## 任务说明
将下方全部记录逐行排成编号列表，空行略去。
::: 数据记录
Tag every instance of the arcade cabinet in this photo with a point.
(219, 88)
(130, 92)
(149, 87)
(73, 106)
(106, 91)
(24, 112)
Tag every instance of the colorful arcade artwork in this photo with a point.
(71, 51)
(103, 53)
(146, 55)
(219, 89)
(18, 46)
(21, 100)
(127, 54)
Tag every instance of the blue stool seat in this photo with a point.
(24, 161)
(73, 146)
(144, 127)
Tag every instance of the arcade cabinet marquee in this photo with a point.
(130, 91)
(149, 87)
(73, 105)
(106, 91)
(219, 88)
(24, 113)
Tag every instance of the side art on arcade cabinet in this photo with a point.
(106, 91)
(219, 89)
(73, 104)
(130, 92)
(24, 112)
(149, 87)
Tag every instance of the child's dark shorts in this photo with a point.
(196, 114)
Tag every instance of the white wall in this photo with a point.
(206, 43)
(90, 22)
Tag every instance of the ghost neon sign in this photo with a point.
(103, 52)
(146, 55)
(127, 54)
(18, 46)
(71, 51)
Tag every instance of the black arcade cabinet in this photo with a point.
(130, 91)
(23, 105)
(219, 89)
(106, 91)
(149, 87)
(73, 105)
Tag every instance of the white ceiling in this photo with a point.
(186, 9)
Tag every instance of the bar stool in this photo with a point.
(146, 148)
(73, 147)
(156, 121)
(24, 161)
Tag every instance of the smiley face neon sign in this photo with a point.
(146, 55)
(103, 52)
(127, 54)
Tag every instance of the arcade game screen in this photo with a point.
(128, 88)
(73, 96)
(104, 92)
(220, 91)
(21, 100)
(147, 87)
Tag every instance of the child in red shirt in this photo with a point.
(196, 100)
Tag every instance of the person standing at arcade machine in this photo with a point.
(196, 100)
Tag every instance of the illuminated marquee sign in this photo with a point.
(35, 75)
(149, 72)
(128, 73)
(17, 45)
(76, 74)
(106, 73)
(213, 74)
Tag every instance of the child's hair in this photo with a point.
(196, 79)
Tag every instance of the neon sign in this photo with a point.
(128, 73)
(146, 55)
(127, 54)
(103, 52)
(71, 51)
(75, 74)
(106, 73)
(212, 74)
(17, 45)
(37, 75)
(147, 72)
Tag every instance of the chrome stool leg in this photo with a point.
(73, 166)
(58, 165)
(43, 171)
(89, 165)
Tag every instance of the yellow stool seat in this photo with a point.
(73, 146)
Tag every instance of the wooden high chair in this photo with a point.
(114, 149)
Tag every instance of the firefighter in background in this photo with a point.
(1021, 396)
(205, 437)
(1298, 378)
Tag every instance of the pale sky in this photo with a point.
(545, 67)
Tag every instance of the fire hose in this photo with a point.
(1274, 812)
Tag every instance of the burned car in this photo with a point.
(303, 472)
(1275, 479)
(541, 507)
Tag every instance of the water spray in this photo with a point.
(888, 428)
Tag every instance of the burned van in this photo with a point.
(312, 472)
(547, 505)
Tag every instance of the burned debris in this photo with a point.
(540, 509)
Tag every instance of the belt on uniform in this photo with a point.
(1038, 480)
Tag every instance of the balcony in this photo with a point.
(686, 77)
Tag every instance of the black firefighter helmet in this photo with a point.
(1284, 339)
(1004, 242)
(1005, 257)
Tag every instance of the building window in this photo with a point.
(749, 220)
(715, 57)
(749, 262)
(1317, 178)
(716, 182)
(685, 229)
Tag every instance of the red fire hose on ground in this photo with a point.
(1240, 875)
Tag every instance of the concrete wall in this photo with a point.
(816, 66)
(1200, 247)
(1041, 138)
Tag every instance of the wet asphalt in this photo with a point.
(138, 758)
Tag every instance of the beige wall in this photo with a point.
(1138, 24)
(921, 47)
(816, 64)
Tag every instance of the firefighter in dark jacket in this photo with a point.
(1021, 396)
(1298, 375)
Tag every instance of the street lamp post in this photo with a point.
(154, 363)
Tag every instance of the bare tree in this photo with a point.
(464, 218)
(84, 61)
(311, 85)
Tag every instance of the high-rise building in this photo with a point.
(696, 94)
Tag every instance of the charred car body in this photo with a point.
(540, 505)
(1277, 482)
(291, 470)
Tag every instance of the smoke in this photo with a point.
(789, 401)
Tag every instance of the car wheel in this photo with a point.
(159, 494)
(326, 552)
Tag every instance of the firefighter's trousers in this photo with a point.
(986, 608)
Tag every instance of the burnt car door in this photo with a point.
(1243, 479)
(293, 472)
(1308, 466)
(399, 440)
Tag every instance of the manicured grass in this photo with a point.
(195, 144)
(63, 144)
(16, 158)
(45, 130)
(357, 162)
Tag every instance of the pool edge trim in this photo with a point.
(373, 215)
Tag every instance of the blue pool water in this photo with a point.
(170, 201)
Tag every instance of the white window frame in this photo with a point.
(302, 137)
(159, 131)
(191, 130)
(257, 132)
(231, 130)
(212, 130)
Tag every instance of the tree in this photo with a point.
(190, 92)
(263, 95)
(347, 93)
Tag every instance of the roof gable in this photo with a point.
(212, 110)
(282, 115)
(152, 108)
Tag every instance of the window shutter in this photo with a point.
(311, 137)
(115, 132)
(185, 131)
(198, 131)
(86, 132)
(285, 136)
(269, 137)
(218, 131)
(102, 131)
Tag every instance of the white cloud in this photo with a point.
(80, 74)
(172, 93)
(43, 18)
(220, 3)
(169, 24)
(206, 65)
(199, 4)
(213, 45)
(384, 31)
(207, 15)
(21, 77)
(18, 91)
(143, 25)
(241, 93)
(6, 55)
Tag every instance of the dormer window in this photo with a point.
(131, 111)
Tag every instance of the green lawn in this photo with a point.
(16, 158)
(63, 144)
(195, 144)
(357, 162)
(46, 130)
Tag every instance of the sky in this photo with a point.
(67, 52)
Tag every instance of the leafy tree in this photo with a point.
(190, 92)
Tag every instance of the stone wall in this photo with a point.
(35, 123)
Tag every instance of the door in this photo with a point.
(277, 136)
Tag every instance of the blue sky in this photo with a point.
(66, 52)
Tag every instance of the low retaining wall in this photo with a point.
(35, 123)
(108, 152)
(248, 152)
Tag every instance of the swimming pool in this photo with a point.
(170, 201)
::::::
## 参考答案
1. Tag every instance of the arcade cabinet in this photo with a point.
2. (219, 88)
3. (130, 92)
4. (149, 87)
5. (73, 106)
6. (106, 91)
7. (24, 112)
8. Tag every instance of the colorful arcade artwork in this photo with a point.
9. (71, 51)
10. (103, 53)
11. (146, 55)
12. (219, 89)
13. (18, 46)
14. (21, 100)
15. (127, 54)
16. Tag every instance of the blue stool seat in this photo with a point.
17. (24, 161)
18. (73, 146)
19. (144, 127)
20. Tag every instance of the arcade cabinet marquee in this photo with a point.
21. (130, 91)
22. (149, 87)
23. (73, 105)
24. (106, 91)
25. (219, 88)
26. (24, 113)
27. Tag every instance of the side art on arcade cabinet in this photo with a point.
28. (106, 91)
29. (219, 89)
30. (73, 104)
31. (130, 92)
32. (24, 112)
33. (149, 87)
34. Tag every instance of the child's dark shorts in this photo with a point.
35. (196, 114)
36. Tag every instance of the white wall in this photo with a point.
37. (206, 43)
38. (90, 22)
39. Tag every instance of the ghost neon sign in this photo with a point.
40. (103, 52)
41. (146, 55)
42. (127, 54)
43. (18, 46)
44. (71, 51)
45. Tag every instance of the black arcade cabinet in this photo with a point.
46. (130, 91)
47. (23, 105)
48. (219, 89)
49. (106, 91)
50. (149, 87)
51. (73, 105)
52. Tag every instance of the white ceiling in this photo with a point.
53. (186, 9)
54. Tag every instance of the bar stool in this photo with a point.
55. (146, 148)
56. (73, 147)
57. (156, 121)
58. (24, 161)
59. Tag every instance of the smiley face neon sign in this photo with a point.
60. (146, 55)
61. (103, 52)
62. (127, 54)
63. Tag every instance of the arcade game screen in this photo with a point.
64. (128, 88)
65. (73, 96)
66. (104, 92)
67. (220, 91)
68. (21, 100)
69. (147, 87)
70. Tag every instance of the child in red shirt in this photo with a point.
71. (196, 100)
72. Tag every instance of the person standing at arcade machine in this photo with a point.
73. (196, 100)
74. Tag every instance of the illuminated marquee sign in this photo with a point.
75. (35, 75)
76. (149, 72)
77. (128, 73)
78. (17, 45)
79. (76, 74)
80. (106, 73)
81. (213, 74)
82. Tag every instance of the child's hair in this photo with a point.
83. (196, 79)
84. Tag every instance of the neon sign in this photo with a point.
85. (128, 73)
86. (146, 55)
87. (127, 54)
88. (103, 52)
89. (71, 51)
90. (75, 74)
91. (106, 73)
92. (212, 74)
93. (17, 45)
94. (37, 75)
95. (147, 72)
96. Tag every instance of the chrome stool leg in this photo with a point.
97. (73, 166)
98. (58, 165)
99. (43, 171)
100. (89, 165)
101. Tag every instance of the yellow stool seat in this photo with a point.
102. (73, 146)
103. Tag every instance of the wooden high chair in this photo with a point.
104. (114, 149)
105. Tag every instance of the firefighter in background in this photo with a point.
106. (1021, 396)
107. (205, 437)
108. (1298, 378)
109. Tag every instance of the pale sky in this photo with a point.
110. (545, 67)
111. Tag every instance of the fire hose in this photo with a point.
112. (1274, 812)
113. Tag every instance of the burned car in this photo with a point.
114. (303, 472)
115. (1275, 479)
116. (541, 507)
117. Tag every instance of the water spray in this photo with a point.
118. (888, 428)
119. Tag every instance of the burned van in this photo with a point.
120. (312, 472)
121. (547, 505)
122. Tag every instance of the burned debris in this photo with a point.
123. (540, 509)
124. Tag every instance of the belt on uniform in this photo with a point.
125. (1038, 480)
126. Tag every instance of the balcony in this photo with a point.
127. (686, 77)
128. Tag every instance of the black firefighter helmet in this photo with a point.
129. (1284, 339)
130. (1004, 242)
131. (1005, 257)
132. Tag every instance of the building window in this photo with a point.
133. (749, 220)
134. (715, 57)
135. (749, 262)
136. (1317, 178)
137. (716, 182)
138. (685, 229)
139. Tag every instance of the red fire hose on ground in this photo with a point.
140. (1240, 875)
141. Tag every instance of the concrete wall in this photo with a point.
142. (816, 66)
143. (1200, 247)
144. (1041, 138)
145. Tag every instance of the wet asphalt in this photo with a point.
146. (138, 758)
147. Tag every instance of the beige wall in this photo with a point.
148. (1138, 24)
149. (921, 47)
150. (816, 64)
151. Tag every instance of the firefighter in dark jacket in this photo with a point.
152. (1021, 396)
153. (1298, 375)
154. Tag every instance of the street lamp post in this photo with a point.
155. (154, 363)
156. Tag every instance of the bare tree in this photo with a point.
157. (464, 218)
158. (84, 61)
159. (311, 85)
160. Tag every instance of the high-rise building in this photo with a point.
161. (696, 94)
162. Tag every instance of the charred car body in this photo with a point.
163. (540, 505)
164. (1277, 482)
165. (291, 470)
166. Tag every instance of the smoke in this photo with a point.
167. (789, 401)
168. Tag every instance of the car wheel in this photo with a point.
169. (159, 494)
170. (326, 552)
171. Tag every instance of the firefighter's trousers in this photo with a point.
172. (986, 608)
173. Tag every instance of the burnt car door in this photo with a point.
174. (1243, 479)
175. (293, 472)
176. (1308, 466)
177. (399, 440)
178. Tag every instance of the manicured grass in this photo with a point.
179. (195, 144)
180. (63, 144)
181. (16, 158)
182. (45, 130)
183. (357, 162)
184. Tag every instance of the pool edge trim in this photo with a point.
185. (373, 215)
186. Tag every instance of the blue pool water in this photo with a point.
187. (170, 201)
188. Tag every instance of the white window frame in this photo with a point.
189. (302, 137)
190. (159, 131)
191. (191, 130)
192. (257, 132)
193. (231, 130)
194. (212, 130)
195. Tag every instance of the tree in this photo with a point.
196. (190, 92)
197. (263, 95)
198. (347, 93)
199. Tag every instance of the roof gable in this photo with a point.
200. (212, 110)
201. (282, 115)
202. (152, 108)
203. Tag every instance of the window shutter in this photo with a point.
204. (311, 137)
205. (115, 132)
206. (185, 131)
207. (198, 131)
208. (86, 132)
209. (285, 136)
210. (269, 137)
211. (218, 131)
212. (102, 131)
213. Tag every instance of the white cloud in this photo with a point.
214. (80, 74)
215. (172, 93)
216. (43, 18)
217. (220, 3)
218. (169, 24)
219. (206, 65)
220. (199, 4)
221. (213, 45)
222. (384, 31)
223. (207, 15)
224. (21, 77)
225. (18, 91)
226. (143, 25)
227. (241, 93)
228. (6, 55)
229. Tag every instance of the dormer window in this photo with a point.
230. (131, 111)
231. Tag every instance of the green lawn in this photo with a point.
232. (16, 158)
233. (63, 144)
234. (195, 144)
235. (357, 162)
236. (46, 130)
237. Tag every instance of the sky in this photo with a point.
238. (67, 52)
239. Tag every instance of the leafy tree in this photo with a point.
240. (190, 92)
241. Tag every instance of the stone wall in this photo with a point.
242. (35, 123)
243. Tag every instance of the door in this photo with a point.
244. (277, 136)
245. Tag every instance of the blue sky in this photo with a point.
246. (66, 52)
247. Tag every instance of the low retaining wall in this photo with a point.
248. (35, 123)
249. (108, 152)
250. (248, 152)
251. Tag every instance of the swimming pool in this photo with a point.
252. (170, 201)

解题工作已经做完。